[Opening Information shown section]
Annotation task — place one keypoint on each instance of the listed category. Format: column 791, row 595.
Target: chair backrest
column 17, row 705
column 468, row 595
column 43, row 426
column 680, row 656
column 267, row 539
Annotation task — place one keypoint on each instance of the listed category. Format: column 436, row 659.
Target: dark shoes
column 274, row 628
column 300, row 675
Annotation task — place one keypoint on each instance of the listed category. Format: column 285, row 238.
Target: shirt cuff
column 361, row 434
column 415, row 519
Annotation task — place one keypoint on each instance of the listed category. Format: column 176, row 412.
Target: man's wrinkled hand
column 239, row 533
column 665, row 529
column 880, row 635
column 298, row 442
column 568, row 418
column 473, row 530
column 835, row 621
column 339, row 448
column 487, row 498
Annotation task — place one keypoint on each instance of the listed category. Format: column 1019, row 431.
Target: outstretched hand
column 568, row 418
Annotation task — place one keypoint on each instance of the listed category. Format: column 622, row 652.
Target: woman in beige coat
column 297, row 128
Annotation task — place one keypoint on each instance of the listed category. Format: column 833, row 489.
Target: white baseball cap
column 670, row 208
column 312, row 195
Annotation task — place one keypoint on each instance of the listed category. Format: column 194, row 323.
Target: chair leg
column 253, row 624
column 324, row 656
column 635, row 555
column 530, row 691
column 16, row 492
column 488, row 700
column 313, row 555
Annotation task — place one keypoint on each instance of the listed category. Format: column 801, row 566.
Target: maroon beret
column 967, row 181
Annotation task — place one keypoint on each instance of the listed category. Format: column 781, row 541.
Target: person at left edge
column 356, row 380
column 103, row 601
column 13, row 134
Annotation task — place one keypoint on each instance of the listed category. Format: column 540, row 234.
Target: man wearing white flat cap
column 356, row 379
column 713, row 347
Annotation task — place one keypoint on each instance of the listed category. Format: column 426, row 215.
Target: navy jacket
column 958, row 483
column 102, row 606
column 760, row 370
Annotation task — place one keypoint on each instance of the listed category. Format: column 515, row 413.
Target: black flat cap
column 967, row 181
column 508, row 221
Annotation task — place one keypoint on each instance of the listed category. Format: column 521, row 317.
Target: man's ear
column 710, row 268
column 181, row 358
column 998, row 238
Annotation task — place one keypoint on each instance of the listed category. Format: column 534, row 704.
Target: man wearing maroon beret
[Closing Information shown section]
Only the lines from the first line of the records through the line with "436, row 659." should be reproduced, exactly and with nothing added.

Annotation task — place one keypoint on each instance of the listed category. Format: column 791, row 595.
Target: chair backrest
column 17, row 705
column 468, row 595
column 43, row 426
column 680, row 656
column 267, row 539
Annotation task — place one keypoint on each instance of the listed category. Format: column 436, row 659.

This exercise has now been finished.